*** PAGE EXTRACT ***

Polarity and Phase in Multitrack Recording
From douzzer Thu May 8 03:41:24 EDT 1997
From: Daniel Pouzzner <douzzer@mit.edu-antispam>
Newsgroups: rec.audio.pro
Subject: Re: Phase of mix question
References: <19970507225100.SAA12804@ladder01.news.aol.com>
Sender: <douzzer@mit.edu-antispam>
Organization: (private)
>When I am recording or mixing, If I want to see if my mix is in phase do I
>have to have an osciloscope to do that?
That's something of an oddly put question. Do you mean polarity or
phase? They are _really_ not the same, and they are abusively
interchanged with alarming regularity. If you mean polarity, do you
mean between pre-mixdown signals, or post-mixdown between L and R? If
the latter, you need nothing but your ears. You can't miss it. If
the former, boy are you in for a wild goose chase. If the source is
anything other than a microphone, you're dealing with approximately a
50/50 chance that the polarity is non-inverting. Note that most
sources can be considered to have symmetric waveforms, and that truly
symmetric waveforms (a theoretical impossibility because of the finite
nature of all realworld signals, but in practical terms a reasonable
approximation) are not altered by a polarity reversal (so polarity can
be safely neglected). Percussive waveforms are _not_ symmetric, and
this asymmetry can be seen not only on scope traces, but heard and
succesfully ABX'd by someone of modest talent. Thus it is quite
important to preserve the polarity of percussive sources, and not too
hard either (though a storage scope or DAW is necessary if you want to
do this reliably and easily without a priori knowledge of the signal
chain).
If you really do mean _phase_, then things are much hairier and
there's no easy answer. Let's say you're doing a studio session with
5 mic's on the drum kit (say, a binaural pair, a mic on each of two
kick drums, and a highlight mic on an orientalesque inverted cymbal),
a couple mics for miscellaneous percussive effects (bells, why not a
didgeridoo?), 3 vocalists with a mic each, a straight-feed guitar, a
mic'd-cabinet guitar, a mic'd-cabinet bass, a straight-feed keyboard,
a mic'd accordion, an absorbent divider to attenuate spill from the
kit to the rest of the mic's, headphones for monitoring by the
players, and walls and ceiling covered in deep absorbent foam with a
bass trap at one end of the space. This is a moderate-complexity 24
track job (though realistically at least 32 for multiple takes of
isolated parts), happens every day. On the face of it, things seem to
be carefully controlled. So, what sort of complexity is involved in
terms of phase?

*** End of PAGE EXTRACT ***
*** INFORMATION SHOWN ***

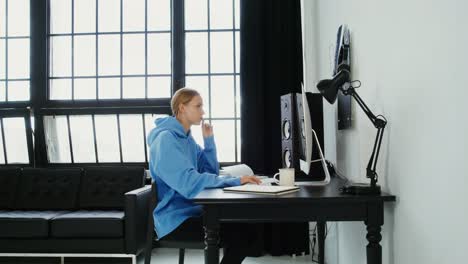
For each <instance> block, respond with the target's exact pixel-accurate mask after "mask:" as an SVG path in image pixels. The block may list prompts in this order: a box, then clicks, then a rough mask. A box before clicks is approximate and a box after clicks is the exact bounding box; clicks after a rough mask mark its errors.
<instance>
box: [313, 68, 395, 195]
mask: <svg viewBox="0 0 468 264" xmlns="http://www.w3.org/2000/svg"><path fill="white" fill-rule="evenodd" d="M336 72H337V74H335V76H333V79H327V80H321V81H320V82H319V83H318V84H317V88H318V90H319V91H320V93H321V94H322V96H323V97H324V98H325V99H326V100H327V101H328V102H329V103H330V104H333V103H334V102H335V101H336V97H337V95H338V91H339V90H340V91H341V92H342V93H343V94H344V95H351V96H352V97H353V98H354V99H355V100H356V101H357V102H358V104H359V106H360V107H361V108H362V110H363V111H364V113H365V114H366V115H367V117H368V118H369V119H370V121H371V122H372V124H374V126H375V128H377V136H376V138H375V143H374V149H373V150H372V155H371V157H370V159H369V163H368V164H367V178H370V180H371V183H370V185H368V184H362V183H361V184H360V183H353V184H349V185H346V186H344V187H343V189H342V191H343V192H345V193H351V194H379V193H380V186H379V185H377V173H376V171H375V167H376V166H377V159H378V158H379V152H380V145H381V143H382V137H383V132H384V128H385V125H386V124H387V120H386V119H385V117H383V116H381V115H379V116H375V115H374V114H373V113H372V112H371V111H370V109H369V108H368V107H367V105H366V104H365V103H364V101H363V100H362V99H361V97H359V95H358V94H357V93H356V91H355V87H353V86H351V82H350V73H349V65H348V64H340V65H339V66H338V68H337V71H336Z"/></svg>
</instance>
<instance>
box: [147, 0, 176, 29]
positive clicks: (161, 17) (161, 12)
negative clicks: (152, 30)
mask: <svg viewBox="0 0 468 264" xmlns="http://www.w3.org/2000/svg"><path fill="white" fill-rule="evenodd" d="M147 13H148V16H147V17H148V30H170V29H171V0H148V10H147Z"/></svg>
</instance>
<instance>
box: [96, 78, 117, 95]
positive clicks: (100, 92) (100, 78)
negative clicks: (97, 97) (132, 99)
mask: <svg viewBox="0 0 468 264" xmlns="http://www.w3.org/2000/svg"><path fill="white" fill-rule="evenodd" d="M98 81H99V91H98V92H99V95H98V96H99V99H119V98H120V78H99V80H98Z"/></svg>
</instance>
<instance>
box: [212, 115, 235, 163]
mask: <svg viewBox="0 0 468 264" xmlns="http://www.w3.org/2000/svg"><path fill="white" fill-rule="evenodd" d="M212 124H213V132H214V135H215V140H216V142H219V144H216V150H217V153H218V160H220V161H224V162H234V161H235V148H236V146H235V142H234V138H235V134H234V133H235V131H236V130H235V129H234V121H231V120H220V121H218V120H216V121H212Z"/></svg>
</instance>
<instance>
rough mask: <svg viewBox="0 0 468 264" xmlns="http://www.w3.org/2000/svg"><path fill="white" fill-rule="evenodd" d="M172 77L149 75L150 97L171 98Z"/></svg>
mask: <svg viewBox="0 0 468 264" xmlns="http://www.w3.org/2000/svg"><path fill="white" fill-rule="evenodd" d="M170 97H171V77H149V78H148V98H170Z"/></svg>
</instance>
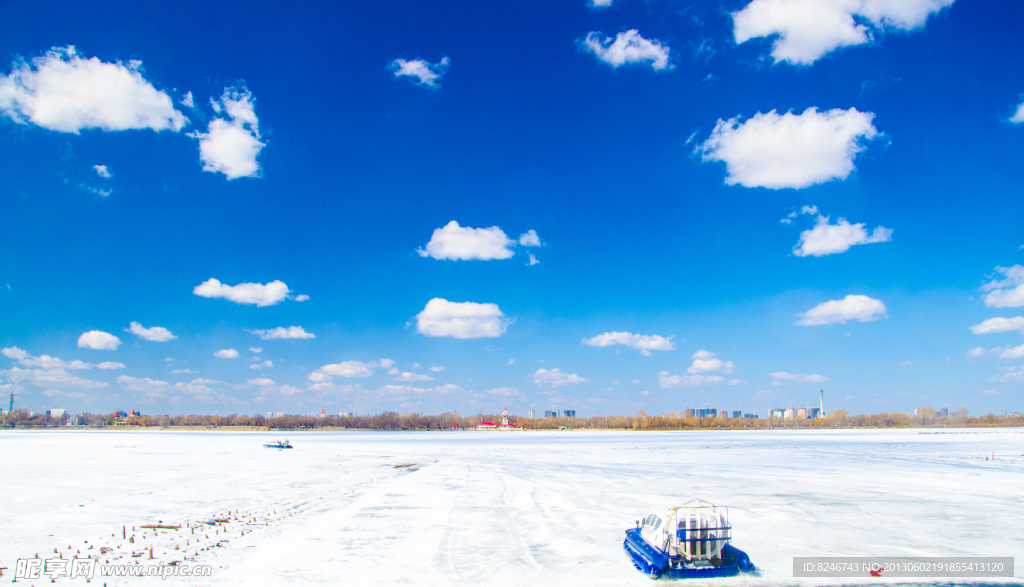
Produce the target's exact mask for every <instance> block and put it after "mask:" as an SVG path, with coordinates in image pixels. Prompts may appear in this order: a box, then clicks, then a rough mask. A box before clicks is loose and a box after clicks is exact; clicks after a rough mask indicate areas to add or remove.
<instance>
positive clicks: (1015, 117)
mask: <svg viewBox="0 0 1024 587" xmlns="http://www.w3.org/2000/svg"><path fill="white" fill-rule="evenodd" d="M1010 122H1012V123H1014V124H1020V123H1022V122H1024V101H1022V102H1021V103H1019V104H1017V112H1015V113H1014V116H1012V117H1010Z"/></svg>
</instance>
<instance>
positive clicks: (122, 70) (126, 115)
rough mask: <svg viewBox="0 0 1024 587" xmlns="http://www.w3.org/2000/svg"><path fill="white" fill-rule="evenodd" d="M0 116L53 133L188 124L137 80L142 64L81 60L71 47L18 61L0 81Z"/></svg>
mask: <svg viewBox="0 0 1024 587" xmlns="http://www.w3.org/2000/svg"><path fill="white" fill-rule="evenodd" d="M0 113H3V114H4V115H5V116H7V117H9V118H10V119H11V120H13V121H14V122H16V123H18V124H34V125H36V126H39V127H42V128H46V129H49V130H55V131H58V132H72V133H75V134H78V133H79V131H81V130H83V129H87V128H98V129H101V130H137V129H145V128H148V129H152V130H157V131H160V130H173V131H175V132H176V131H178V130H181V128H182V127H183V126H184V125H185V124H186V123H187V122H188V119H186V118H185V117H184V115H182V114H181V113H180V112H178V111H176V110H175V109H174V106H173V102H172V100H171V98H170V96H168V95H167V93H165V92H162V91H160V90H158V89H157V88H155V87H153V85H152V84H151V83H150V82H147V81H145V79H144V78H143V77H142V62H141V61H138V60H131V61H128V62H127V64H122V62H120V61H116V62H104V61H100V60H99V59H98V58H96V57H91V58H84V57H83V56H82V54H81V53H79V52H78V51H77V50H76V49H75V47H73V46H68V47H53V48H52V49H50V50H49V51H47V52H46V54H44V55H42V56H39V57H36V58H34V59H32V60H31V61H26V60H17V61H15V62H14V65H13V67H12V70H11V73H10V74H9V75H7V76H0Z"/></svg>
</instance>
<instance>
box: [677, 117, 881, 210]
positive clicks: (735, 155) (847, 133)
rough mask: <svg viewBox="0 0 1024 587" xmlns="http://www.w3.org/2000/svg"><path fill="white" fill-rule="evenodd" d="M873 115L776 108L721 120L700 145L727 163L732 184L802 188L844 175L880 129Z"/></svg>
mask: <svg viewBox="0 0 1024 587" xmlns="http://www.w3.org/2000/svg"><path fill="white" fill-rule="evenodd" d="M873 118H874V115H873V114H872V113H862V112H858V111H857V109H855V108H851V109H850V110H841V109H835V110H830V111H827V112H820V113H819V112H818V110H817V109H816V108H809V109H807V110H805V111H804V113H803V114H799V115H796V114H793V113H792V112H787V113H785V114H783V115H779V114H778V113H776V112H775V111H771V112H769V113H768V114H762V113H758V114H756V115H754V118H752V119H750V120H748V121H745V122H740V120H739V117H736V118H731V119H729V120H719V121H718V123H717V124H716V125H715V128H714V129H713V130H712V133H711V136H710V137H709V138H708V140H706V141H703V142H702V143H701V144H700V145H698V146H697V148H696V152H697V153H700V154H701V158H702V160H703V161H706V162H707V161H721V162H724V163H725V167H726V172H727V175H726V178H725V182H726V184H728V185H734V184H737V183H738V184H740V185H743V186H744V187H768V188H770V190H781V188H783V187H792V188H795V190H799V188H801V187H808V186H810V185H814V184H816V183H824V182H826V181H830V180H833V179H846V178H847V177H848V176H849V175H850V172H852V171H853V170H854V165H853V159H854V157H856V155H857V154H858V153H860V152H862V151H864V149H865V146H864V140H869V139H871V138H874V137H876V136H878V135H879V134H880V133H879V131H878V130H877V129H876V128H874V126H873V125H872V124H871V120H872V119H873Z"/></svg>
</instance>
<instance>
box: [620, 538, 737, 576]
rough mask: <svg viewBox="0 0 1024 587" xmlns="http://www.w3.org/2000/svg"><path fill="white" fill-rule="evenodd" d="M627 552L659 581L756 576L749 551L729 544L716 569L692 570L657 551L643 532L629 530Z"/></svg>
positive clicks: (669, 557) (724, 548) (658, 549)
mask: <svg viewBox="0 0 1024 587" xmlns="http://www.w3.org/2000/svg"><path fill="white" fill-rule="evenodd" d="M623 549H624V550H625V551H626V554H627V555H629V557H630V559H631V560H632V561H633V567H635V568H636V570H637V571H639V572H641V573H643V574H644V575H646V576H648V577H650V578H651V579H658V578H660V577H664V578H666V579H713V578H715V577H733V576H735V575H739V574H740V573H753V572H754V570H755V568H754V564H753V563H752V562H751V558H750V556H748V555H746V553H745V552H743V551H742V550H739V549H738V548H735V547H733V546H732V545H731V544H726V545H725V546H724V547H723V548H722V564H720V565H716V567H688V565H686V563H685V562H682V561H680V562H676V561H673V560H672V559H671V558H670V557H669V555H667V554H666V553H665V552H663V551H662V550H659V549H657V548H654V547H653V546H651V545H650V544H648V543H647V541H646V540H644V539H643V538H642V537H641V536H640V529H632V530H628V531H626V540H625V541H624V542H623ZM674 562H675V564H674Z"/></svg>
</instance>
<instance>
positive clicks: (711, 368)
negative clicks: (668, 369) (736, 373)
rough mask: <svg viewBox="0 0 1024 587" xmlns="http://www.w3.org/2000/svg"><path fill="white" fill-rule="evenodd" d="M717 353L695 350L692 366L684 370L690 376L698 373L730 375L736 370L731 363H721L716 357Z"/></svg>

*** End of INFORMATION SHOWN ***

» **WHAT YOU WILL DO**
1. According to the post on polarity and phase, what is the approximate chance that the polarity is non-inverting when the source is anything other than a microphone?
2. Does each statement agree with the post on polarity and phase? Answer yes or no for each and quote the deciding words.
(a) Polarity and phase are the same thing.
(b) Checking polarity after mixdown between L and R requires only the ears.
(c) Percussive waveforms are symmetric.
3. Reproduce the stretch of the post on polarity and phase from "Polarity and Phase" through "to do that?".

» **RESPONSES**
1. Approximately a 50/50 chance.

2.
(a) No: "They are _really_ not the same"
(b) Yes: "If the latter, you need nothing but your ears."
(c) No: "Percussive waveforms are _not_ symmetric"

3.
Polarity and Phase in Multitrack Recording
From douzzer Thu May 8 03:41:24 EDT 1997
From: Daniel Pouzzner <douzzer@mit.edu-antispam>
Newsgroups: rec.audio.pro
Subject: Re: Phase of mix question
References: <19970507225100.SAA12804@ladder01.news.aol.com>
Sender: <douzzer@mit.edu-antispam>
Organization: (private)
>When I am recording or mixing, If I want to see if my mix is in phase do I
>have to have an osciloscope to do that?